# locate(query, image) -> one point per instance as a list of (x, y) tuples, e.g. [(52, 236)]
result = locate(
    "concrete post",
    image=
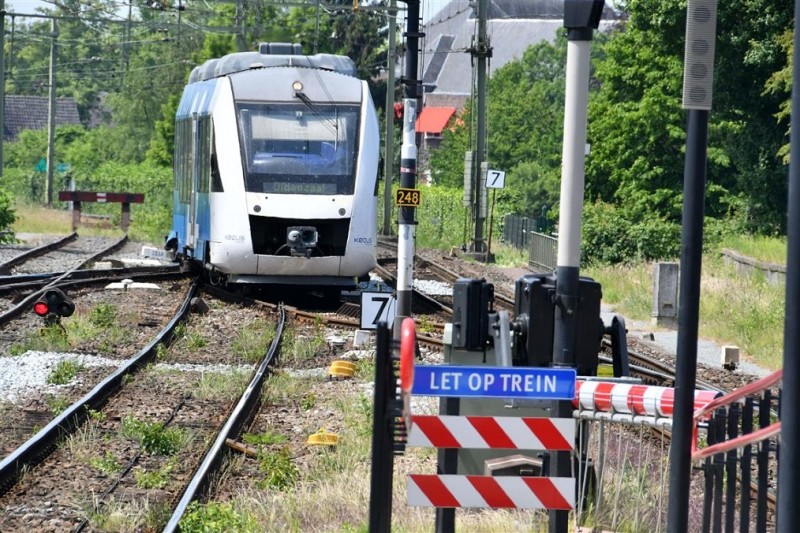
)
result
[(665, 295)]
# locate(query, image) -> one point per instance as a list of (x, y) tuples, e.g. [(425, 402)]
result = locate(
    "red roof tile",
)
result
[(434, 119)]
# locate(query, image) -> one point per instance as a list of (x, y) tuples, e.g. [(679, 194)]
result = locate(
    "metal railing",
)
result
[(543, 252)]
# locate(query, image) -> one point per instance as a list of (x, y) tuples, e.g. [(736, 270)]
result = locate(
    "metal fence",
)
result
[(543, 252)]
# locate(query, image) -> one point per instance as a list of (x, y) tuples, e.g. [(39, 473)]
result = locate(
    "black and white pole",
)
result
[(698, 79), (788, 518), (581, 18), (406, 225)]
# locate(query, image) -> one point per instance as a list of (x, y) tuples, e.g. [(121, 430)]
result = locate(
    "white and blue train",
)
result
[(276, 162)]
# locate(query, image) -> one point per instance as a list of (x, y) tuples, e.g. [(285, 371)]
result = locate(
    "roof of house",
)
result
[(31, 113), (434, 119), (512, 26)]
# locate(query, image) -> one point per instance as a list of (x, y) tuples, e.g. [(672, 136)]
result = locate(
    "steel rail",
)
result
[(243, 411), (26, 302), (36, 252), (40, 445), (28, 282)]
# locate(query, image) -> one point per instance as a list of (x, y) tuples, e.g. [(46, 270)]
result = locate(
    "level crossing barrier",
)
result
[(124, 198), (594, 400), (742, 440)]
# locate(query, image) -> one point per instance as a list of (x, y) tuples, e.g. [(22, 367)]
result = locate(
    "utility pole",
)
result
[(2, 82), (581, 18), (698, 78), (480, 51), (789, 473), (388, 145), (240, 44), (51, 115), (406, 225)]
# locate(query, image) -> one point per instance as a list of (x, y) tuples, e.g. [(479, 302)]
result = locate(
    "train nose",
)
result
[(301, 239)]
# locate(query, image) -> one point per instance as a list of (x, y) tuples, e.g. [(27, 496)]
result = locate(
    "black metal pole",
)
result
[(380, 507), (788, 519), (581, 18), (408, 167), (701, 23), (688, 313)]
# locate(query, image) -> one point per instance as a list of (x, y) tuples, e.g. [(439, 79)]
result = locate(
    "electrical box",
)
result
[(534, 307), (472, 301)]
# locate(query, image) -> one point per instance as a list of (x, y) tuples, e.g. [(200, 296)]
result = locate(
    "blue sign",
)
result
[(535, 383)]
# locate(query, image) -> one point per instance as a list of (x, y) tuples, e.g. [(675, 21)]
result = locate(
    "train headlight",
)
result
[(301, 240), (52, 305)]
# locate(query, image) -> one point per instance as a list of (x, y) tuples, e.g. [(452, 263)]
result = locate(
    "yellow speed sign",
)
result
[(408, 198)]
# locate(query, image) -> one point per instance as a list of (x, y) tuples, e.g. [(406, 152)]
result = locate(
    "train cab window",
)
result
[(294, 149)]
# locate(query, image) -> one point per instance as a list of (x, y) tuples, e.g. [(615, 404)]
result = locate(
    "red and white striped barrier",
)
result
[(431, 431), (555, 493), (630, 399)]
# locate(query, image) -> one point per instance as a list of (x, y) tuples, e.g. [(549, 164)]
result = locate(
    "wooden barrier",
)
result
[(125, 198)]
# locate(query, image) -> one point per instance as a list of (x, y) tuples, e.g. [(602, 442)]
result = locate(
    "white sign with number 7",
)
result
[(377, 307), (495, 179)]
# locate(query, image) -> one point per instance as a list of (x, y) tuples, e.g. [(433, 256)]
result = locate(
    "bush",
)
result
[(609, 237)]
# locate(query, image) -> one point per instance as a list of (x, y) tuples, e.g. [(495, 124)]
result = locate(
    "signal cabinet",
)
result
[(472, 300), (534, 306)]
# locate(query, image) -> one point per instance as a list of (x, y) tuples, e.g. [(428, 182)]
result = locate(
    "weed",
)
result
[(308, 402), (222, 386), (161, 351), (64, 372), (156, 479), (217, 517), (96, 416), (264, 439), (278, 468), (153, 436), (107, 464), (57, 404), (103, 316), (251, 342), (194, 341)]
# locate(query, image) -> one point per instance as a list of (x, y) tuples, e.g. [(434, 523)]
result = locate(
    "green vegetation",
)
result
[(217, 517), (64, 372), (278, 468), (153, 437), (761, 248), (251, 343), (743, 310), (107, 464), (155, 479), (264, 439)]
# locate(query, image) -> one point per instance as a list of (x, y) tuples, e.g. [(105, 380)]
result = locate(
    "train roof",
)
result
[(271, 55)]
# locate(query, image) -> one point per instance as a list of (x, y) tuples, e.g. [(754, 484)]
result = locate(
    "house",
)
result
[(31, 113), (512, 26)]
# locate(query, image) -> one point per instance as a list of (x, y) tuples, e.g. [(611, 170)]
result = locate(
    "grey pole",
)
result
[(51, 115), (698, 77), (2, 81), (388, 145), (406, 224), (581, 18), (480, 52), (788, 519)]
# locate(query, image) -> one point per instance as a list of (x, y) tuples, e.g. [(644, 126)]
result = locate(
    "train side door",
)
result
[(191, 215)]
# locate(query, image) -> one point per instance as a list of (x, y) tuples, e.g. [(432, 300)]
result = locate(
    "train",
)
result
[(276, 170)]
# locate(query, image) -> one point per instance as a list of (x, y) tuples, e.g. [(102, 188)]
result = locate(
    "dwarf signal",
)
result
[(52, 305)]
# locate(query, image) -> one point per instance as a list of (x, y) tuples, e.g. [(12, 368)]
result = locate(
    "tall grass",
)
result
[(745, 311), (767, 249)]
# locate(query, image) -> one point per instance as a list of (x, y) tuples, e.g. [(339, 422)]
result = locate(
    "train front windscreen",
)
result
[(301, 148)]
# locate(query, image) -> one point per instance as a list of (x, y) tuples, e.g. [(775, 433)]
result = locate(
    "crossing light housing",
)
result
[(52, 305)]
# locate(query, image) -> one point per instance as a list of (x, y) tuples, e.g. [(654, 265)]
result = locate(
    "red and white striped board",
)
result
[(431, 431), (508, 492), (632, 399)]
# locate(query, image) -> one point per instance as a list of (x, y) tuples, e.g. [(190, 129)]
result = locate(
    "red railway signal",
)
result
[(52, 305)]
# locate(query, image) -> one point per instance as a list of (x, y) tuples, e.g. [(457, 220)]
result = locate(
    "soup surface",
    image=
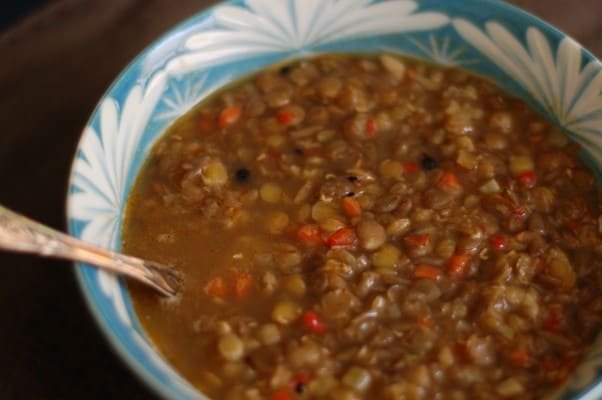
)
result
[(369, 227)]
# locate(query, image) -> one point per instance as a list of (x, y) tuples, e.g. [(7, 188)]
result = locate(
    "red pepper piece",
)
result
[(498, 242), (229, 115), (312, 322), (458, 264), (285, 117), (527, 179), (371, 127)]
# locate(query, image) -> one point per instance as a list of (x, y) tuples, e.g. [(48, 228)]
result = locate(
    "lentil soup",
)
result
[(361, 227)]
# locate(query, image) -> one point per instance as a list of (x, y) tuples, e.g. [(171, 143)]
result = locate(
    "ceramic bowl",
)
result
[(522, 54)]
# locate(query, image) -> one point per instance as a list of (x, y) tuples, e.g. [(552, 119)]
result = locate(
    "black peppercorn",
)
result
[(242, 175), (428, 162)]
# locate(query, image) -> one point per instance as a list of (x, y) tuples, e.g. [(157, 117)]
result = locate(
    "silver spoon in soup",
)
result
[(21, 234)]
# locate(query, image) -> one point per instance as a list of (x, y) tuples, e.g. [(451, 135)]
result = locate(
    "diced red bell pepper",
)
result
[(311, 320)]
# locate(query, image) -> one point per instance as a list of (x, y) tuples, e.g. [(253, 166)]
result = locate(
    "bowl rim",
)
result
[(136, 366)]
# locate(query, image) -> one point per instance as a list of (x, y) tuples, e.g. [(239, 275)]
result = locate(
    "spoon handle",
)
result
[(20, 234)]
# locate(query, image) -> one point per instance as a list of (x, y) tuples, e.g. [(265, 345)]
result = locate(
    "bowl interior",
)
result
[(520, 53)]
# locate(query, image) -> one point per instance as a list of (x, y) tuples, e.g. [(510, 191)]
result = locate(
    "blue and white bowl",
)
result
[(520, 53)]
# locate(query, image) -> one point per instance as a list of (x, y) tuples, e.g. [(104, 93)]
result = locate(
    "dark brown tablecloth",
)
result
[(55, 66)]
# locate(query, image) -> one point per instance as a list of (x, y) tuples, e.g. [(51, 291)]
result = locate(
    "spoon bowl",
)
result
[(21, 234)]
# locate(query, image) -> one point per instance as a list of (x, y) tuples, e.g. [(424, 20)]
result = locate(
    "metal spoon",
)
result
[(20, 234)]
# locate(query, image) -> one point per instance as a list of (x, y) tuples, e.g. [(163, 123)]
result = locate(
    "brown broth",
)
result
[(465, 265)]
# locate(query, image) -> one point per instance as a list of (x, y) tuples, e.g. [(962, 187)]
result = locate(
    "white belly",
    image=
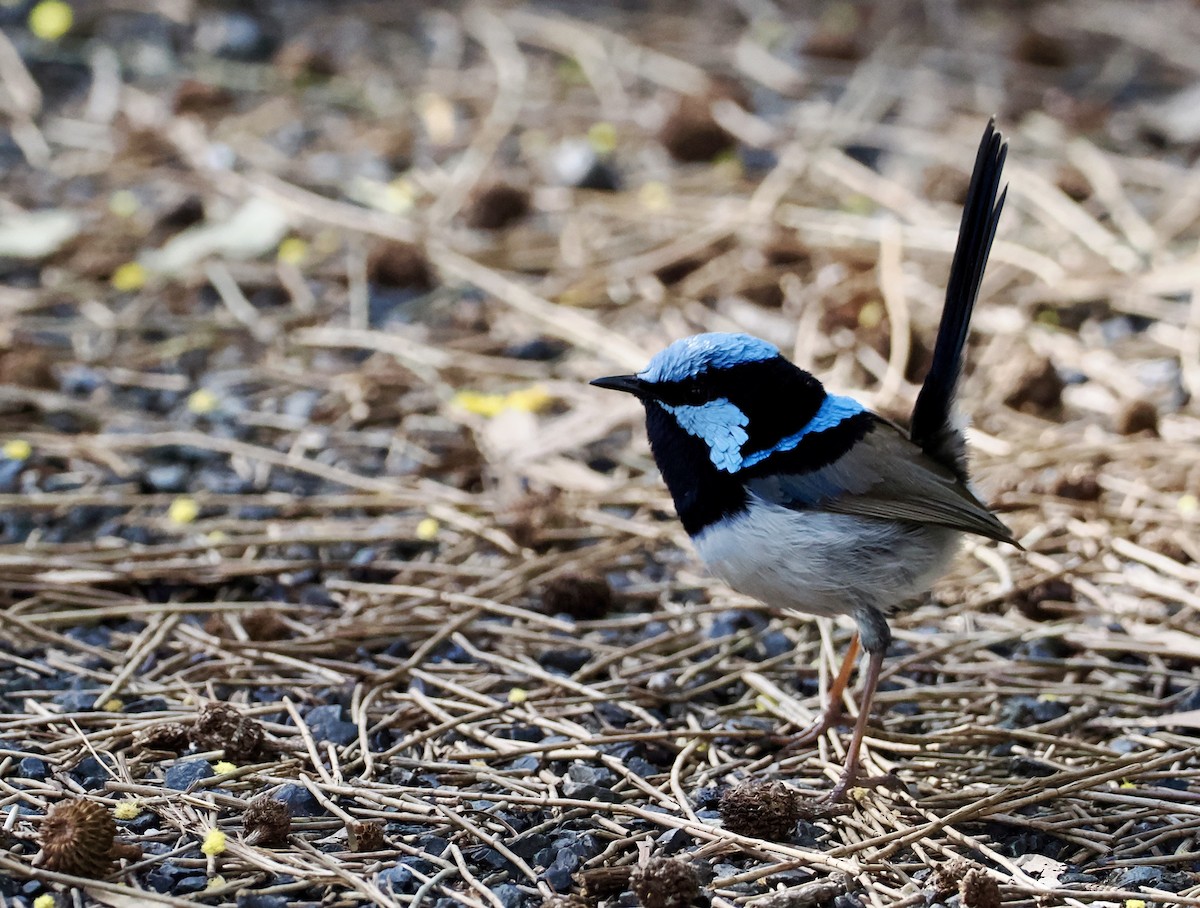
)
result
[(825, 564)]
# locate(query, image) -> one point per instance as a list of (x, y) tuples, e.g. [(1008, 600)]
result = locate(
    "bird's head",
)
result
[(732, 392)]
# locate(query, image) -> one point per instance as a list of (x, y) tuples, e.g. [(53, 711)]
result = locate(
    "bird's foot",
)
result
[(853, 779)]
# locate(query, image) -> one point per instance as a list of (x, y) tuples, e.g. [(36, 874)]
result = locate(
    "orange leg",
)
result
[(852, 769), (833, 708)]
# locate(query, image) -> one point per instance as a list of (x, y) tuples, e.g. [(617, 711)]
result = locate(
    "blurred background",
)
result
[(299, 304)]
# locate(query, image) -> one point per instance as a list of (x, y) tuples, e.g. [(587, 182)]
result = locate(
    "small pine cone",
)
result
[(171, 737), (77, 837), (762, 810), (366, 836), (979, 890), (267, 822), (221, 727), (665, 883)]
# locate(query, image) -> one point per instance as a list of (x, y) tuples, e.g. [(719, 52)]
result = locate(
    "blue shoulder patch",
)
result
[(718, 424), (700, 353), (833, 410)]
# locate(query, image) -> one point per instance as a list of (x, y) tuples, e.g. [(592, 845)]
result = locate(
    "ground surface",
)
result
[(261, 450)]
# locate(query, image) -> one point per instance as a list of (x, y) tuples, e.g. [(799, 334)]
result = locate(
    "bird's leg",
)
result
[(832, 711), (851, 769)]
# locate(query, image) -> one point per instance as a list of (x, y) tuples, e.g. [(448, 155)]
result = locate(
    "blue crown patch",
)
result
[(701, 353)]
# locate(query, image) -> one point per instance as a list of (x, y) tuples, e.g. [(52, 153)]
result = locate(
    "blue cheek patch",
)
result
[(719, 425), (834, 409)]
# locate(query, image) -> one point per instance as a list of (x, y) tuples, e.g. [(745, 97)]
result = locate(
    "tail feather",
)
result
[(933, 426)]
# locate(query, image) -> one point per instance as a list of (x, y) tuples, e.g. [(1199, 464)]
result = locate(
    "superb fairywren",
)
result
[(808, 500)]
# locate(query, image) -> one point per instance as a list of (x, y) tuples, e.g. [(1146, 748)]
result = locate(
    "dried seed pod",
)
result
[(979, 890), (496, 206), (77, 837), (582, 597), (171, 737), (763, 810), (221, 727), (366, 836), (1138, 416), (267, 821), (665, 883)]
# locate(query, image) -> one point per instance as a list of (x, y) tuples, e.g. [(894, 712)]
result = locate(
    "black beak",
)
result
[(630, 384)]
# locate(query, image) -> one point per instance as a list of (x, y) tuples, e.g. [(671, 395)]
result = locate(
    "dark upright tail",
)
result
[(933, 426)]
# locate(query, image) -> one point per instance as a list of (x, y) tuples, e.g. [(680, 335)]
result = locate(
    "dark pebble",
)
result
[(613, 714), (641, 767), (90, 774), (76, 701), (183, 775), (10, 475), (559, 873), (33, 768), (328, 723), (528, 847), (169, 877), (234, 36), (253, 900), (1133, 877), (1031, 768), (531, 734), (402, 878), (588, 783), (94, 635), (529, 763), (568, 661), (774, 643), (509, 895), (149, 704), (490, 858), (435, 846), (673, 841), (142, 824), (739, 619), (167, 477), (709, 797), (540, 349), (300, 801), (1024, 711)]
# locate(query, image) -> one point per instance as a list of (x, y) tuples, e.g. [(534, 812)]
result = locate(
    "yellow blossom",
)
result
[(871, 314), (124, 203), (293, 251), (129, 277), (603, 138), (654, 196), (214, 842), (184, 510), (529, 400), (51, 19), (17, 449), (203, 402)]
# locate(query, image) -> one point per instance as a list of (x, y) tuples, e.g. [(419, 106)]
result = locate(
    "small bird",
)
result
[(808, 500)]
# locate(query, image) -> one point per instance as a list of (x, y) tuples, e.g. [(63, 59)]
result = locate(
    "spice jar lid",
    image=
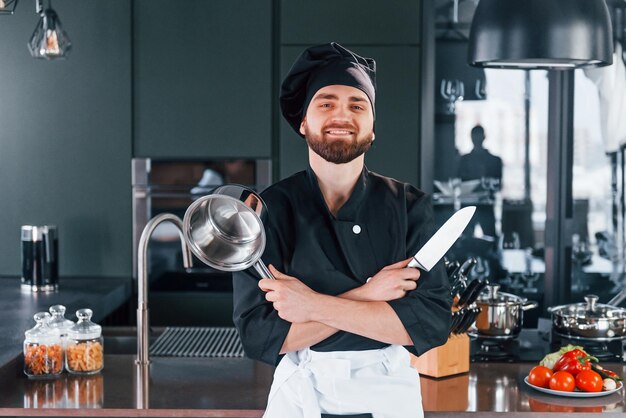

= = = = =

▶ _TASK BRIEF_
Give the lines again from the very first one through the line that contains "[(698, 79), (788, 518), (581, 18), (406, 225)]", with "metal railing" changed to "steel railing" and nothing else changed. Leave the pictures out of your answer.

▶ _EXERCISE ANSWER_
# locate(query, image) -> one point per instance as a list of (x, y) tuples, e.g. [(52, 236)]
result = locate(
    "concrete post",
    image=
)
result
[(665, 295)]
# locate(query, image) -> one point per instance as a list of (x, y) tuples, e.g. [(425, 402)]
result = locate(
    "red roof tile",
)
result
[(434, 119)]
# locate(query, image) -> one point per instance as a list of (x, y) tuples, e.g. [(679, 194)]
result = locate(
    "steel railing",
)
result
[(543, 252)]
# locate(query, image) -> one point per instance as a list of (x, y) tuples, e.g. [(736, 270)]
result = locate(
    "metal fence",
)
result
[(543, 252)]
# locate(query, image) -> one point per instance as a list of (x, y) tuples, e.g. [(39, 473)]
result = locate(
    "black and white pole",
)
result
[(698, 79), (788, 518), (581, 18), (406, 225)]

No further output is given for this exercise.